> _Goal_
Return each line of the entries below as a JSON list of strings, one string per line, with blank lines left out.

> _Boundary annotation entries_
+++
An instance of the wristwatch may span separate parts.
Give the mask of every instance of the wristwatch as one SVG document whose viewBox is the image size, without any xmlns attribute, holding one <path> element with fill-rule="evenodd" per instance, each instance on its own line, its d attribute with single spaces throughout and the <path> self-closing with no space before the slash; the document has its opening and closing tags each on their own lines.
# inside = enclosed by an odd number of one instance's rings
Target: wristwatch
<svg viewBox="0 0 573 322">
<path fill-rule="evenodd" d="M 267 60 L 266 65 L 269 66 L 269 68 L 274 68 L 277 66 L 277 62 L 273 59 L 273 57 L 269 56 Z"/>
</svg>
+++
> _Exercise response_
[
  "An instance of the wristwatch may span separate parts.",
  "Give the mask of every instance of the wristwatch as one SVG document whose viewBox is the image size, without any xmlns attribute, holding one <path> element with fill-rule=\"evenodd\" per instance, each instance on its own line, its d attribute with single spaces throughout and the <path> self-closing with no space before the slash; the document has its opening and closing tags each on their own lines.",
  "# inside = enclosed by an odd number of one instance's rings",
  "Target: wristwatch",
  "<svg viewBox=\"0 0 573 322\">",
  "<path fill-rule=\"evenodd\" d=\"M 267 60 L 266 65 L 269 66 L 269 68 L 274 68 L 277 66 L 277 62 L 273 59 L 273 57 L 269 56 Z\"/>",
  "</svg>"
]